┌─ SELECTED EXCERPT
Do you think that in modern day, logic and emotion can work in harmony?
This question reminds me of those tests you get on Facebook. The ones about ‘Which side of the brain are you?’ I’ve never really understood them because they imply that you can’t be both.
(I’ve done the tests by the way, and I got ‘equally left and
Thank you. So you can be both logical and emotional?
In the context of the play though, it’s certainly the issue that underlies it all. Connie questions whether or not Tristan is on a placebo. This upsets her because she is worried that the drug is causing her emotions to overpower her logic. Whereas Tristan is supposedly acting clear-headed and has control over his emotions. So I suppose the question is – if your emotions are being manipulated, can you trust your own logic? This is the problem that Dr James has with anti-depressants. She believes that she is her ‘true’ self without medication, and that her emotions and logic would be affected if she were to take drugs. I think this is a fear that I also have, and perhaps in the modern-day, where 1 in 11 adults in Britain are prescribed anti-depressants, the balancing of logic and emotion is becoming a concern for more and more people.
This has themes of 'sanity, neurology and the limits of medicine, alongside ideas of fate, loyalty and the inevitability of physical attraction' are explored. How do you think they are all linked?
Gosh that’s a big question!
Haha! (Please do answer it!)
Certainly neurology is linked to physical attraction. There is an abundance of papers and lectures on the subject, and it’s basically what the whole play is about! Loyalty is harder to link to physical attraction because it tends to be a result of longer- term relationships, where loyalty has had a chance to establish. Though in the case of ‘The Effect’, everything is heightened by the drug so we have to accept that this is an extreme case scenario, where two people might be able to at least replicate a stronger, more long term bond.
└─
EXERCISE DETAILS:
Please translate this sentence from the conversation about the play "The Effect" into Spanish: "Connie questions whether or not Tristan is on a placebo."
┌─ MATERIAL SUPPLIED
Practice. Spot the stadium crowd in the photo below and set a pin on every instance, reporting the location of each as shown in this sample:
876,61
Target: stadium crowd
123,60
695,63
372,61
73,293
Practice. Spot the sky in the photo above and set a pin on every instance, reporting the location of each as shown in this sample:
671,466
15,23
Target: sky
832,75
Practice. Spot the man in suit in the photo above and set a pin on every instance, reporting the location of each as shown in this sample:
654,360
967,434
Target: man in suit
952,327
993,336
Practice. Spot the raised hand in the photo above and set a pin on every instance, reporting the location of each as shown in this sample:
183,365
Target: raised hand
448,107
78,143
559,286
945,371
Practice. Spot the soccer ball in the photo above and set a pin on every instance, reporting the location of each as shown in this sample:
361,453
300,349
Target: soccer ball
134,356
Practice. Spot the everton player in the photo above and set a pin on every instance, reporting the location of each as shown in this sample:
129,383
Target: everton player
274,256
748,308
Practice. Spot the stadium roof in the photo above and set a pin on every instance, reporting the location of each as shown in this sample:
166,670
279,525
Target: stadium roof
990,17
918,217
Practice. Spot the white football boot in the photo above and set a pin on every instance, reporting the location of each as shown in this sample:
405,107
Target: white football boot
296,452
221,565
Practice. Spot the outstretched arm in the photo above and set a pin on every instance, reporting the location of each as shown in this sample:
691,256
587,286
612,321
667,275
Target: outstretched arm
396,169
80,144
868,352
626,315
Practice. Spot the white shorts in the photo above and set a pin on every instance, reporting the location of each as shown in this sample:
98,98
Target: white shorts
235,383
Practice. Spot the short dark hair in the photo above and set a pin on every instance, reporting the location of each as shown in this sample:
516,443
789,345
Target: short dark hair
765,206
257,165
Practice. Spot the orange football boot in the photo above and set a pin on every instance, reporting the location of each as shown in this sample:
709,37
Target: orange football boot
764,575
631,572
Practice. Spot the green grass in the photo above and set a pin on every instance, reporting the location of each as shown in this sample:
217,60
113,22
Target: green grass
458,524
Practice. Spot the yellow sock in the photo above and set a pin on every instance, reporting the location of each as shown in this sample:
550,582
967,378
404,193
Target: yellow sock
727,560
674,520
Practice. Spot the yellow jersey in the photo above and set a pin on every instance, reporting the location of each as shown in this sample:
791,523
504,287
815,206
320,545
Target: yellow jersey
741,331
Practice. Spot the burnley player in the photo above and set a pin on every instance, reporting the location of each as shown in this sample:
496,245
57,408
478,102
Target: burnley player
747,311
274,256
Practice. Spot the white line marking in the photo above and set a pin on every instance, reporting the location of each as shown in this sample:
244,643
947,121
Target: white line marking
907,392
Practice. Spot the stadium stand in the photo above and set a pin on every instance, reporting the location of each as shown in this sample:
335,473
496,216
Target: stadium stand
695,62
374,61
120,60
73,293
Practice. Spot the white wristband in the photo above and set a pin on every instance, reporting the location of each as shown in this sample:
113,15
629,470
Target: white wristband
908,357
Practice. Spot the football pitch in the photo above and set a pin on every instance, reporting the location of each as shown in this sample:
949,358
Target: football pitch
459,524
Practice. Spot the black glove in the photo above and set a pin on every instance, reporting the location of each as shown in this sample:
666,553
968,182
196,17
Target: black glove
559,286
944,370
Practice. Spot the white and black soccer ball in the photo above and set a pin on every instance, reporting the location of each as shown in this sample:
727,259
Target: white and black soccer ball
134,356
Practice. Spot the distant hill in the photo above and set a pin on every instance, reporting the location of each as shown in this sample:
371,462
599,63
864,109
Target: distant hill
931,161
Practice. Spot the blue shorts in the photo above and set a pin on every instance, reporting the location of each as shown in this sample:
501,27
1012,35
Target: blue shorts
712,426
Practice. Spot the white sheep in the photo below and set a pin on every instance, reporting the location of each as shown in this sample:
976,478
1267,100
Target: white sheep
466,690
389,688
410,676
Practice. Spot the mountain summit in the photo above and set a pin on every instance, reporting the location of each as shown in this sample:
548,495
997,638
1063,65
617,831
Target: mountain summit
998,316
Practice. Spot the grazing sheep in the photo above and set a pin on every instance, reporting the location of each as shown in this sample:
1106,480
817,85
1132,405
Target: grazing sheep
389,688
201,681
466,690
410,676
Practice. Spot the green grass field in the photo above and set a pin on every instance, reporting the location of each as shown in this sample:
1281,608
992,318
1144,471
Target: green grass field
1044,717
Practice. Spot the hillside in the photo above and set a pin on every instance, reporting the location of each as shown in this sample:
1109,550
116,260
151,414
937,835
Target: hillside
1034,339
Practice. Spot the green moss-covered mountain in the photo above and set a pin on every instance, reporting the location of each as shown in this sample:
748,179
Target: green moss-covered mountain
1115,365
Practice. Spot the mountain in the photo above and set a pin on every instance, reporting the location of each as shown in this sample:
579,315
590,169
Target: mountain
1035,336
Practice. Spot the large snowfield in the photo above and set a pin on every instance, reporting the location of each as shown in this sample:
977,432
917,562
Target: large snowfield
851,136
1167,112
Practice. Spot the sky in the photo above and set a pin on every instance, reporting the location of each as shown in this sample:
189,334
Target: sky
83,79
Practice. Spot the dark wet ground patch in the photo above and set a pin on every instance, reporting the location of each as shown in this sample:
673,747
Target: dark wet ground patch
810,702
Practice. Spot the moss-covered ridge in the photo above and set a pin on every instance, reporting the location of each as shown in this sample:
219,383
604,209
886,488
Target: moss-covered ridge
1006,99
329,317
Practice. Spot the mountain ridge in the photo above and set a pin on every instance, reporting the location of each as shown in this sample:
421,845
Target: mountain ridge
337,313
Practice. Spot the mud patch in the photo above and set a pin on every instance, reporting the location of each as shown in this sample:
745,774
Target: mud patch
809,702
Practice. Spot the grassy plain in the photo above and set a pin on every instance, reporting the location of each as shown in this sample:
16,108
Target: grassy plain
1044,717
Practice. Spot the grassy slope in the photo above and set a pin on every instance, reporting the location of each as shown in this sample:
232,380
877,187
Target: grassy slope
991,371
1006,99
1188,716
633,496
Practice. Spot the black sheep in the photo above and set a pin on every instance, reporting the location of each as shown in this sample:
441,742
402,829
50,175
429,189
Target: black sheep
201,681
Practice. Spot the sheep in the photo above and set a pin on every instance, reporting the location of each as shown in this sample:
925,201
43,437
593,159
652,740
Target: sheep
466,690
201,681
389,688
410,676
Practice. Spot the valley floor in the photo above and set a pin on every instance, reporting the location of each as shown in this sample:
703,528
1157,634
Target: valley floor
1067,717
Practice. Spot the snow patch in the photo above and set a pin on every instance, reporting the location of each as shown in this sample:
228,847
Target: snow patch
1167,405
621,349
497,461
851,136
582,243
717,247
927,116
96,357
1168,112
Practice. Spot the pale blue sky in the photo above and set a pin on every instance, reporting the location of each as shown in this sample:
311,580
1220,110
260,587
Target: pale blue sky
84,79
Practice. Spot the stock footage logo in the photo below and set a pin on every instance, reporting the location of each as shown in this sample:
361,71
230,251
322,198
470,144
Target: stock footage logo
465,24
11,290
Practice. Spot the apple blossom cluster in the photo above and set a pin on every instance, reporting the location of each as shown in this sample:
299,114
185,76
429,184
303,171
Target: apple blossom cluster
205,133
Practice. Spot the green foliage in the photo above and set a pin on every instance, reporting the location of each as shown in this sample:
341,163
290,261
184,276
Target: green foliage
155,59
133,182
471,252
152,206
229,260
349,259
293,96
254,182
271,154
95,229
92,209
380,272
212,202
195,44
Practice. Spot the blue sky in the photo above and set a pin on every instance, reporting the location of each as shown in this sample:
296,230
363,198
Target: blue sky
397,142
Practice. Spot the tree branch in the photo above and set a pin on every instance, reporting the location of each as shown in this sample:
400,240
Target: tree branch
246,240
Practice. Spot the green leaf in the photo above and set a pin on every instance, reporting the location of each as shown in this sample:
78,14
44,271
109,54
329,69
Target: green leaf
└─
SOLUTION TO THIS TASK:
Connie se pregunta si Tristan está tomando o no un placebo.